*The problem:* Please restate word for word, and with nothing added, the lines that run from the one holding "tree trunk present." to the end of the entries below.
———
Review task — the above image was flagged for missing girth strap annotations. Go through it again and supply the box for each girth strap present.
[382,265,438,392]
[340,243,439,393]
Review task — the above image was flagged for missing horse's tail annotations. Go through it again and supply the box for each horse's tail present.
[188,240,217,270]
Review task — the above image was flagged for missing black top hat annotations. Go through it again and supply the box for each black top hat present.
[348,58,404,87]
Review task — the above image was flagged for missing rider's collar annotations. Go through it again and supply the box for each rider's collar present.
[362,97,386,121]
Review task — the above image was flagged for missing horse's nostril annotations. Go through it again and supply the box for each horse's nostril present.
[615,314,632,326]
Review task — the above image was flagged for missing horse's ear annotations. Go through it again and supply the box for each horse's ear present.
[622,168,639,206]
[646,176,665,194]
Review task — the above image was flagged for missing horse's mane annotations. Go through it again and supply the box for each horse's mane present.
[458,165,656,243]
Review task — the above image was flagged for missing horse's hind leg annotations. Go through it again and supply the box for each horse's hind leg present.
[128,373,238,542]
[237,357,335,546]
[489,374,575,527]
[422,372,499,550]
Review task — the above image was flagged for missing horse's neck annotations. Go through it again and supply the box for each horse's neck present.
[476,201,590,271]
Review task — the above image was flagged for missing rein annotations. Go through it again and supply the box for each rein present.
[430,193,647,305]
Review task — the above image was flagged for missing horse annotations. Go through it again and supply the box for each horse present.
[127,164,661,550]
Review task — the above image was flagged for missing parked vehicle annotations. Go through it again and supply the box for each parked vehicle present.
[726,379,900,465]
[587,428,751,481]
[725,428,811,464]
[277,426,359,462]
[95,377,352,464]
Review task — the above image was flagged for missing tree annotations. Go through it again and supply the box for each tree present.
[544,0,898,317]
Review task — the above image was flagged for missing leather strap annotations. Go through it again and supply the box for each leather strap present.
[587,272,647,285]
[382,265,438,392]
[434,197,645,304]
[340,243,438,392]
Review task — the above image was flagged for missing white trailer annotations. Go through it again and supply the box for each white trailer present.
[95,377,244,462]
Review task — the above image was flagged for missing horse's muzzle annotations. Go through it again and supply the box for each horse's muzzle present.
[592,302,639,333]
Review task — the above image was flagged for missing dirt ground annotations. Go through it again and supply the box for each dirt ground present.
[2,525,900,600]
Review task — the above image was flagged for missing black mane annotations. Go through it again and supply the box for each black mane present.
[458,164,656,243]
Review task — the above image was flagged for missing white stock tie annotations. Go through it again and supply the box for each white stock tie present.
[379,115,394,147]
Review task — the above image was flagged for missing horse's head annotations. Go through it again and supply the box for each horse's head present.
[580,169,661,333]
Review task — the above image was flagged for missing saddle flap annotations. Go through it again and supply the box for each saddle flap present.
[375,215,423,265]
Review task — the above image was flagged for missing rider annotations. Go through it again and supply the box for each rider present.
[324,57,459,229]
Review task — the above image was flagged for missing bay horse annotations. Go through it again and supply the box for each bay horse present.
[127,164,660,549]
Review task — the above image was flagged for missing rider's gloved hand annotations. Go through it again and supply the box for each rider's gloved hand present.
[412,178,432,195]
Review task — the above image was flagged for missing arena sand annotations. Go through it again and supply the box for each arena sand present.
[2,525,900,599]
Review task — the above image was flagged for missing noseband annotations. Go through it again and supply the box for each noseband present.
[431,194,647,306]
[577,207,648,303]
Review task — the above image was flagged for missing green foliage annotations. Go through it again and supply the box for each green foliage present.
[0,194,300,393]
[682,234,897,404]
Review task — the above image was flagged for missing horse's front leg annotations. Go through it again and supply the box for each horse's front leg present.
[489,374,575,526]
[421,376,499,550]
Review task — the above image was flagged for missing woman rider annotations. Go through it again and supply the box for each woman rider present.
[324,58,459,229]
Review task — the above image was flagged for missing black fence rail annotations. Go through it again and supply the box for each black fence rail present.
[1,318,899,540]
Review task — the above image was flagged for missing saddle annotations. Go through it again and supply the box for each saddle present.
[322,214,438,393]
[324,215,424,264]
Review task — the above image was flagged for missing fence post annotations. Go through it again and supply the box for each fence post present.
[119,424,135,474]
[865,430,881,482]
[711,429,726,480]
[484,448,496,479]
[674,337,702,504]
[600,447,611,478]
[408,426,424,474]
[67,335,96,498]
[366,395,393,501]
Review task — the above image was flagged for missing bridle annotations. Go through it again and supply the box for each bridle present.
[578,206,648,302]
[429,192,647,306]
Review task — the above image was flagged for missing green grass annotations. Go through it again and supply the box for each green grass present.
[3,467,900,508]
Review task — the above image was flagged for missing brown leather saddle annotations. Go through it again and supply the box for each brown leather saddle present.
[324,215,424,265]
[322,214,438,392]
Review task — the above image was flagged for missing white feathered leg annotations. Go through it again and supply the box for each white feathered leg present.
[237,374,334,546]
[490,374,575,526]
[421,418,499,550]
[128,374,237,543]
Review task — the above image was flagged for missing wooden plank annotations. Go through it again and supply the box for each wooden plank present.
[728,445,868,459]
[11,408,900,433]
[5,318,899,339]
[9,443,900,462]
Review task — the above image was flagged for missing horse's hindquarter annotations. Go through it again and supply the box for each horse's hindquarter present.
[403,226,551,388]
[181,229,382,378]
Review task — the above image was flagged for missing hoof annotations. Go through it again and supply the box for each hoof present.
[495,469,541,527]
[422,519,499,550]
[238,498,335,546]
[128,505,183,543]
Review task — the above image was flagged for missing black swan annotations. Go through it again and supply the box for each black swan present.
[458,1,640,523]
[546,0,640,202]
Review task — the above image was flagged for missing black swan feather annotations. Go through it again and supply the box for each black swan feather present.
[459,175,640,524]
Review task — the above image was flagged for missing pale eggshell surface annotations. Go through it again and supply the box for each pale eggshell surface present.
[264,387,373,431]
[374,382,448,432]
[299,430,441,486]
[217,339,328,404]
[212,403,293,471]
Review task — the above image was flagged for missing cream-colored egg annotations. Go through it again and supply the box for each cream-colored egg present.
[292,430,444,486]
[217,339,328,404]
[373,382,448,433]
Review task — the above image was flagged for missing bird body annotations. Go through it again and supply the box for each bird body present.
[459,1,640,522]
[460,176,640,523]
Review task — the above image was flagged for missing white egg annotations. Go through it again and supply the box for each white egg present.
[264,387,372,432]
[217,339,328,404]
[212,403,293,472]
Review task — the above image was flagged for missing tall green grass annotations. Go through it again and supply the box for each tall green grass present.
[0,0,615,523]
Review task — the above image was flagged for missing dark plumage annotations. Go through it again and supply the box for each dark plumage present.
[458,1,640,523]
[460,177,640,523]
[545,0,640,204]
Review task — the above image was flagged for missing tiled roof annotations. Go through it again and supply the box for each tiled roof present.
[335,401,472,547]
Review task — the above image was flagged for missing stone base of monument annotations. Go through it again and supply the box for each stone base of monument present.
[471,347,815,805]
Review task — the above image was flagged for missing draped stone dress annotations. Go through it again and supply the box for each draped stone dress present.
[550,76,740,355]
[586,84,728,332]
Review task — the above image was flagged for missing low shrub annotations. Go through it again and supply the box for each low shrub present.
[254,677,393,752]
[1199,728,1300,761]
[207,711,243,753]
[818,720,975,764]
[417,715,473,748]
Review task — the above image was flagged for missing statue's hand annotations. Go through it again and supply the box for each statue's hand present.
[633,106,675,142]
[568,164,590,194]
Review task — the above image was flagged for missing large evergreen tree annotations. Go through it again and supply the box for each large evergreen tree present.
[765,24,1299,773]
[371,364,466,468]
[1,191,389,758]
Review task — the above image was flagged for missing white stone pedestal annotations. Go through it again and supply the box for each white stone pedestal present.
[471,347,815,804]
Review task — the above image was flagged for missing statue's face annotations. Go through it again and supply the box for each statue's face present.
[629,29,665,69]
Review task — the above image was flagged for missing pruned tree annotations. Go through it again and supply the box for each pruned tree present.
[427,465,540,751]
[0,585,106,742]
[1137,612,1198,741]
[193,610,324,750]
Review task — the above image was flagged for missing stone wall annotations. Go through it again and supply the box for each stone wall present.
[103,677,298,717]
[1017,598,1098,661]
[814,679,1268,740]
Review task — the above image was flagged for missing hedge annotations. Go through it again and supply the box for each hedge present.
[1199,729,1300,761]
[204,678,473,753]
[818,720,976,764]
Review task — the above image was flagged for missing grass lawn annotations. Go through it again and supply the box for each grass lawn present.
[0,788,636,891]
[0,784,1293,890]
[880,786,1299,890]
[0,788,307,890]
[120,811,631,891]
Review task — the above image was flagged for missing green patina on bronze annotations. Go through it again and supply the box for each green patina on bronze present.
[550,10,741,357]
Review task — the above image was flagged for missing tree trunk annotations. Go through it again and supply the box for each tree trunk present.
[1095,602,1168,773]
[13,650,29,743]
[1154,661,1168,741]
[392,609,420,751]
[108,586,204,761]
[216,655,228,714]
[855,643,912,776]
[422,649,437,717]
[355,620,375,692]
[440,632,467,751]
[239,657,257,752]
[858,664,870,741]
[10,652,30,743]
———
*Task result:*
Review task — the above image was flagged for missing tree trunk annotations. Go through it again and supply the box for each tree trunk present.
[1095,602,1168,773]
[13,650,29,743]
[1154,661,1168,741]
[392,609,420,751]
[108,586,204,761]
[216,655,228,714]
[855,643,912,776]
[422,649,437,717]
[355,620,375,692]
[440,632,467,751]
[239,657,257,752]
[858,664,870,741]
[10,652,30,743]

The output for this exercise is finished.